### Aim of the task
Leave out the pictures and copy the remaining records exactly.

--- start of Data extract ---

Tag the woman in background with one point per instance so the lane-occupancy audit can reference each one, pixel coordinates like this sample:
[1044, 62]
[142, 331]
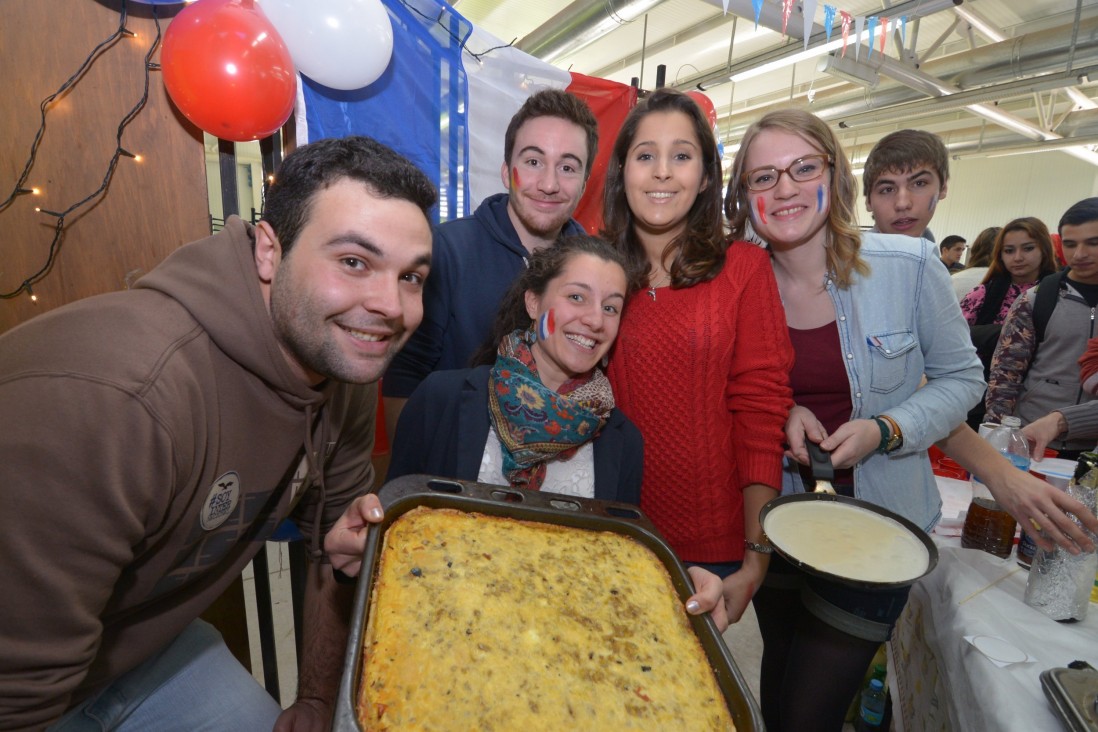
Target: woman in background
[1021, 255]
[538, 413]
[979, 257]
[702, 359]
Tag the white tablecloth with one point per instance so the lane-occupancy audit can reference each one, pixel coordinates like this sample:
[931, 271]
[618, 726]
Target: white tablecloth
[941, 682]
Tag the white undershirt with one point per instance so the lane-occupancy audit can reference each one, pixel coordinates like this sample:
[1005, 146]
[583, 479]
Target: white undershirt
[572, 477]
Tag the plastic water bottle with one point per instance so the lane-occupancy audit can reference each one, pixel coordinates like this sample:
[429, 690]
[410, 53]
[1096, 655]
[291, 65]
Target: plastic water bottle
[871, 712]
[987, 526]
[1060, 583]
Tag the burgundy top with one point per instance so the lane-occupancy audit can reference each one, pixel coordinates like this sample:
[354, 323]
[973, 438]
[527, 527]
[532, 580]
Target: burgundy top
[819, 380]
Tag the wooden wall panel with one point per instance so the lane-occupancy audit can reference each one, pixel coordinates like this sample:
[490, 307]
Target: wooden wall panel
[150, 206]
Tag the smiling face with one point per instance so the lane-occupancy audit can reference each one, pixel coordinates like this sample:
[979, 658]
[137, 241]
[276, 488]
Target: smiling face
[1080, 249]
[791, 213]
[1021, 256]
[586, 301]
[663, 175]
[349, 293]
[545, 178]
[905, 202]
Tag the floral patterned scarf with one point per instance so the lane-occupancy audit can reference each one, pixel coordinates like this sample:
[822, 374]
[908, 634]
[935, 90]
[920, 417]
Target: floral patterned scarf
[536, 424]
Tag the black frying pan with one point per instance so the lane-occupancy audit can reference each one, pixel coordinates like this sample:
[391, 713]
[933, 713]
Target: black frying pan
[822, 469]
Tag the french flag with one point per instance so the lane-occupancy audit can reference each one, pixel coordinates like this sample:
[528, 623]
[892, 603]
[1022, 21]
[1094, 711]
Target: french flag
[445, 102]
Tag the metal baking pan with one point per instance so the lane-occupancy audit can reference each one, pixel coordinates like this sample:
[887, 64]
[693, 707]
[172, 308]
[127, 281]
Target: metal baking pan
[405, 493]
[1073, 694]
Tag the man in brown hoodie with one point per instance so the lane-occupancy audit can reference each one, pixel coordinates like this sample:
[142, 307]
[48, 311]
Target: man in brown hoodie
[153, 439]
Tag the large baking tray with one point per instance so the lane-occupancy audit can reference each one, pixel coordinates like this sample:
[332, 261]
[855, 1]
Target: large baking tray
[405, 493]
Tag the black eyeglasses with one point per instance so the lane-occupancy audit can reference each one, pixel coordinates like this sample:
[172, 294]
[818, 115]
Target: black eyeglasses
[802, 170]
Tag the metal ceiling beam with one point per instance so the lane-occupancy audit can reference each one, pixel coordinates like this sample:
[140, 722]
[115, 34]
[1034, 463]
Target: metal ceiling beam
[771, 19]
[579, 24]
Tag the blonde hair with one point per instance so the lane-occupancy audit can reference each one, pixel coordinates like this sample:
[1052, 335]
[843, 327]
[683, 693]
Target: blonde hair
[843, 240]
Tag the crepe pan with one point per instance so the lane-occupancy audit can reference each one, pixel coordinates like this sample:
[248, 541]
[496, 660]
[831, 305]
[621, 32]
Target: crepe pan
[403, 494]
[824, 472]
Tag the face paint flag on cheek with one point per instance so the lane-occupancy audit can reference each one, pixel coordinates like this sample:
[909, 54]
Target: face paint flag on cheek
[761, 209]
[546, 325]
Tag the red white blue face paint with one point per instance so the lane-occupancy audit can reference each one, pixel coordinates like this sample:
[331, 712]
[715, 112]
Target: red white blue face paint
[761, 210]
[546, 325]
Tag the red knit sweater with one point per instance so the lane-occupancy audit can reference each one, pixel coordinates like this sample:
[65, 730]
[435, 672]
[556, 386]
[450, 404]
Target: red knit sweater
[703, 372]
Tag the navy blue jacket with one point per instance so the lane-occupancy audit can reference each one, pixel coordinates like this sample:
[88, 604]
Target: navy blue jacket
[445, 426]
[474, 261]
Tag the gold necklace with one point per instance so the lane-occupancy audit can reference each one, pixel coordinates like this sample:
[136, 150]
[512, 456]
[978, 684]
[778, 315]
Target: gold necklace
[660, 283]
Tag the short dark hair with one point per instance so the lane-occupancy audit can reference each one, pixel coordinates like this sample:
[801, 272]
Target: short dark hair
[950, 241]
[904, 150]
[545, 265]
[316, 166]
[979, 254]
[1084, 212]
[555, 103]
[702, 247]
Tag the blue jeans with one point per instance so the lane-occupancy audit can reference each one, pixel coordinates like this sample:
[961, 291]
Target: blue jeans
[192, 685]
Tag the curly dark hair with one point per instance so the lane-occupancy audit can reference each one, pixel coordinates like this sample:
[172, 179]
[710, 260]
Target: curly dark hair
[698, 254]
[545, 266]
[555, 103]
[316, 166]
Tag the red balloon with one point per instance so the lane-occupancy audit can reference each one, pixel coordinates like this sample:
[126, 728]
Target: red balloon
[227, 69]
[706, 104]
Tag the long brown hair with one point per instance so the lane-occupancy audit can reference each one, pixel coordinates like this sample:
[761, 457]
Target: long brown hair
[1033, 227]
[844, 239]
[698, 252]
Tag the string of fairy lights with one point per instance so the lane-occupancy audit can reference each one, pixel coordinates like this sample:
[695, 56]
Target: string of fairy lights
[21, 187]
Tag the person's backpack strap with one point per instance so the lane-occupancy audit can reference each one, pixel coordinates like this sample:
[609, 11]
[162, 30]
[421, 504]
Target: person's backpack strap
[1048, 293]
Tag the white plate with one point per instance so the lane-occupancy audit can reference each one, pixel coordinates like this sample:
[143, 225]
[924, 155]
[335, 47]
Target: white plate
[996, 649]
[1054, 468]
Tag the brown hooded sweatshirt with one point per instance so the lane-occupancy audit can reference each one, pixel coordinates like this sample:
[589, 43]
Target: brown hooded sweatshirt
[149, 441]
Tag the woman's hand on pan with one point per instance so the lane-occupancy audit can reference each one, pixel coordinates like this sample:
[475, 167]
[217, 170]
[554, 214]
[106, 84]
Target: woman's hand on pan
[852, 441]
[799, 426]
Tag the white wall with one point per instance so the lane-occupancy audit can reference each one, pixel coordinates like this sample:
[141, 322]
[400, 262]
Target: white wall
[992, 191]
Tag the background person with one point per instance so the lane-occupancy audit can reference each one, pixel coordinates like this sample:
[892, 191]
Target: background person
[907, 172]
[538, 413]
[1031, 373]
[702, 359]
[861, 353]
[1021, 256]
[979, 258]
[548, 150]
[154, 438]
[951, 250]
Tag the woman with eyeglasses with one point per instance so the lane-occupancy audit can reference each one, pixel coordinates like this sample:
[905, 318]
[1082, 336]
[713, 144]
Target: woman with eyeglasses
[702, 360]
[869, 314]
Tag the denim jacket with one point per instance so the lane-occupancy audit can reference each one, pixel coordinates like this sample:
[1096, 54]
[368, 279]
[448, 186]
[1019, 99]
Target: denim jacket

--- end of Data extract ---

### Output for this exercise
Tag the woman in background with one point per instance so the lane-occupancy audit can reference each one, pixel coordinates like this sample:
[1044, 62]
[142, 331]
Target: woman in background
[1021, 255]
[538, 413]
[979, 257]
[702, 359]
Tag the white tablecloth with one point per instance so the lane-occupancy audit can reference each one, pixel coordinates like this sample:
[931, 271]
[618, 726]
Target: white tablecloth
[941, 682]
Tag the white undershirt with one point per instance so the lane-occupancy audit can reference each one, pixel coordinates like this sample:
[1005, 146]
[583, 479]
Target: white undershirt
[572, 477]
Tag the plastic water bottle with one point per instance so the lane-occupancy audit can reference each one, pixel coordinates like this sample:
[429, 690]
[410, 53]
[1096, 655]
[291, 65]
Target: plastic water bottle
[871, 712]
[987, 526]
[1060, 583]
Tag the burgundy top with one point per instance so the lane-occupancy audit can reference each one, pixel coordinates like this sample:
[354, 323]
[973, 438]
[527, 527]
[532, 580]
Target: burgundy top
[819, 380]
Tag the wooden wall panel with one point per instance so the lane-occupancy audit can reference each one, pixel coordinates like this sample:
[490, 307]
Target: wooden wall panel
[150, 206]
Tag the smiling face with one point per instance so the lane-occupancy audit can reference each one, pixel coordinates like this sample:
[979, 658]
[137, 241]
[276, 488]
Target: smiling face
[1080, 249]
[791, 213]
[1021, 256]
[586, 301]
[663, 175]
[349, 293]
[545, 178]
[905, 202]
Tag the floral patterned scarf with one point per instance so the lane-occupancy audit can reference each one, pixel coordinates like this sample:
[822, 374]
[908, 634]
[935, 90]
[920, 417]
Target: floral patterned scarf
[536, 424]
Tag the black frying pan with one point per instance so the lane-occupancy audit can reference each one, pixel coordinates like this sample:
[391, 713]
[933, 713]
Target: black frying pan
[822, 469]
Tag the french flag with one point per instance so the lane-occupancy audit can reference each one, pixel coordinates like this sample:
[528, 623]
[892, 603]
[1022, 21]
[1094, 711]
Target: french flag
[445, 102]
Tag the metal baking pan with one point per instance so the lane-occupancy audit can reference each one, pixel coordinates like this sample:
[887, 64]
[693, 707]
[172, 308]
[127, 281]
Target: metal baking pan
[405, 493]
[1073, 694]
Tag the man in brown hoodie with one point per instance so the lane-occupancy audit can reference each one, pixel coordinates like this sample:
[142, 307]
[48, 311]
Target: man in brown hoodie
[153, 439]
Tag the large baking tray with one point per instance so the lane-occupancy audit can reference each one, pixel coordinates like this sample:
[332, 261]
[855, 1]
Target: large baking tray
[405, 493]
Tag the black eyeglasses with one point per instance so the lane-occupancy audit can reference each one, pixel coordinates like this sample:
[172, 294]
[818, 115]
Target: black eyeglasses
[802, 170]
Tag the metal ceiling beam with one point per instance so the lane-occupancy audit can reference each one, pixel coordinates like this sample:
[140, 722]
[115, 34]
[1034, 463]
Target: metal ceiling beam
[771, 19]
[579, 24]
Tag the blonde hair with one point per instance so the lane-occupancy audit can reference each one, pixel coordinates like this sample:
[1052, 335]
[843, 327]
[683, 693]
Target: blonde hair
[843, 240]
Tag the crepe pan with one point per instance so the lane-occupancy audit can reference each one, pixel coordinates like this sample:
[248, 541]
[496, 660]
[831, 305]
[621, 32]
Target: crepe pan
[403, 494]
[824, 472]
Tag the face paint flag on cheek with one point per instance so the lane-occupancy audit can reference each one, pixel coordinates like this sample:
[909, 54]
Target: face paint flag on cheek
[761, 209]
[546, 325]
Tag the red white blue face paint with one point per instance so the lane-occupancy audit can reference each one, pixel coordinates like this sample:
[331, 712]
[715, 112]
Target: red white blue face paint
[761, 210]
[546, 325]
Tag the red knit sweater with one point per instance so the lane-occupancy audit can reference each one, pixel coordinates like this sample:
[65, 730]
[435, 672]
[556, 386]
[450, 404]
Target: red knit sweater
[703, 372]
Tag the navy blue jacket with one point per instance so the lane-occupancy audit can reference each one, pixel coordinates like this sample:
[88, 604]
Target: navy blue jacket
[445, 426]
[474, 261]
Tag the gold necklace with one point per instance so the lane-occupancy audit can reference each one, pixel coordinates like this sample:
[136, 150]
[512, 456]
[978, 684]
[778, 315]
Target: gold necklace
[660, 283]
Tag the short dark hair with one point per instance so the lane-occupancy audit can reference each one, pixel coordinates like this sample:
[801, 272]
Target: short dark hair
[950, 241]
[904, 150]
[545, 265]
[316, 166]
[979, 254]
[1084, 212]
[555, 103]
[702, 247]
Tag the blue jeans with one point per instance so the lane-occupancy audit can reference each one, pixel coordinates like this sample:
[961, 291]
Target: blue jeans
[192, 685]
Tag the curly dark hair with one point per instance so the lane-occupancy audit can reference each one, pixel coordinates like this sample:
[172, 179]
[710, 260]
Target: curly dark hair
[698, 254]
[545, 266]
[555, 103]
[316, 166]
Tag the red balloon with one point per instance so the lane-occupancy audit can reference each one, pixel coordinates like this sample:
[126, 728]
Target: red balloon
[227, 69]
[706, 104]
Tag the long brown hair with one point per instance so the lane-occupancy audit can reference each one, pixel coordinates like this sample:
[761, 457]
Target: long brown hair
[1033, 227]
[844, 239]
[698, 252]
Tag the string of fairy lights with one point per instance so the lane-occupancy audit can reference each one, pixel coordinates like this sample:
[695, 56]
Target: string of fairy lights
[21, 187]
Tag the person's backpack strap with one point per instance so the lane-occupancy audit can reference each one, pixel coordinates like this sample:
[609, 11]
[162, 30]
[421, 504]
Target: person's backpack strap
[1048, 293]
Tag the white plate with one point per instance so the lane-occupancy audit can reference each one, pixel coordinates like this sample:
[143, 225]
[924, 155]
[335, 47]
Target: white plate
[996, 649]
[1054, 468]
Tag the brown hooded sweatshirt with one point per instance so the lane-occupancy audit can reference each one, pixel coordinates like this sample:
[589, 43]
Target: brown hooded sweatshirt
[149, 441]
Tag the woman's hand on pan with one point per instance so the lane-occupancy audit can reference each one, pixel coordinates like this sample:
[475, 167]
[217, 170]
[554, 214]
[106, 84]
Target: woman's hand on pan
[852, 441]
[799, 426]
Tag the white wall with one point per instance so the lane-occupancy audit can reference each one, pixel coordinates like this sample:
[141, 322]
[400, 262]
Target: white wall
[992, 191]
Tag the background person with one point per instance so the lane-occupancy audit can reference each one, pixel coordinates like this sample:
[892, 191]
Target: background person
[907, 172]
[538, 413]
[1031, 373]
[702, 359]
[861, 353]
[1021, 256]
[979, 258]
[548, 150]
[154, 438]
[951, 250]
Tag the woman with eyeglasses with one point per instance so the lane-occupancy audit can reference each one, pixel coordinates like this sample:
[905, 318]
[1082, 336]
[713, 144]
Target: woman with eyeglasses
[702, 360]
[869, 314]
Tag the denim jacket with one point per instance so the lane-occupancy audit can reference each one, pixel coordinates like this sample:
[1096, 54]
[368, 279]
[448, 186]
[1019, 99]
Target: denim jacket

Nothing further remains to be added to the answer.